In the Wal-Mart e-commerce article below, name every person who is quoted directly, along with the role the article gives each of them.

▶ **DOCUMENT TEXT**:
=-=-=

The recent revelation that Wal-Mart plans to pour $2 billion into E-Commerce over the next two years brought back memories of past digital transformation intersections; both those roads taken, and perhaps more infamously, those not. Wal-Mart also reported, not coincidently, that profits were trending downward against flat sales expected in 2016. The market responded with a 9% drop in its stock price, effectively wiping out $20 billion in market cap.
“There’s a perception in the world that Wal-Mart is playing catch-up to Target and Amazon, especially in e-commerce innovation,” said Jim Davidson, head of research at Bronto, a marketing company.
Priorities for Wal-Mart’s new spending include continued work on fulfillment centers, with four new facilities slated to open in southern California, Florida and Texas in an effort to bridge its digital and physical operations. Wal-Mart also plans to improve its mobile app, in a broader push to work on customer experience, and to invest in Chinese online commerce company Yihaodian acquired this past June.
“People in the technology industry have been predicting that brick-and-mortar-based businesses like Wal-Mart are going to end up really struggling, and I think that that’s actually now coming to the fore in this powerful way today,” Founders Fund partner Geoff Lewis said.
Former Office Depot CEO Steve Odland noted that Amazon is growing 77% in contrast to Wal-Mart’s anticipated flat sales performance. “That story tells it all. They’re getting killed by the Internet and they don’t have any choice but to invest this billion dollars into trying to create their e-commerce business,” he told Squawk Alley.

=-=-=

▶ **PROVIDED MATERIAL**:

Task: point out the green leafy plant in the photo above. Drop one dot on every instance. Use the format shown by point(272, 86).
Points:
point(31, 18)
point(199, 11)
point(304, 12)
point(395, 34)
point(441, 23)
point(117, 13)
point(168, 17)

=-=-=

▶ **THE REPLY**:
- Jim Davidson, head of research at Bronto, a marketing company
- Geoff Lewis, partner at Founders Fund
- Steve Odland, former CEO of Office Depot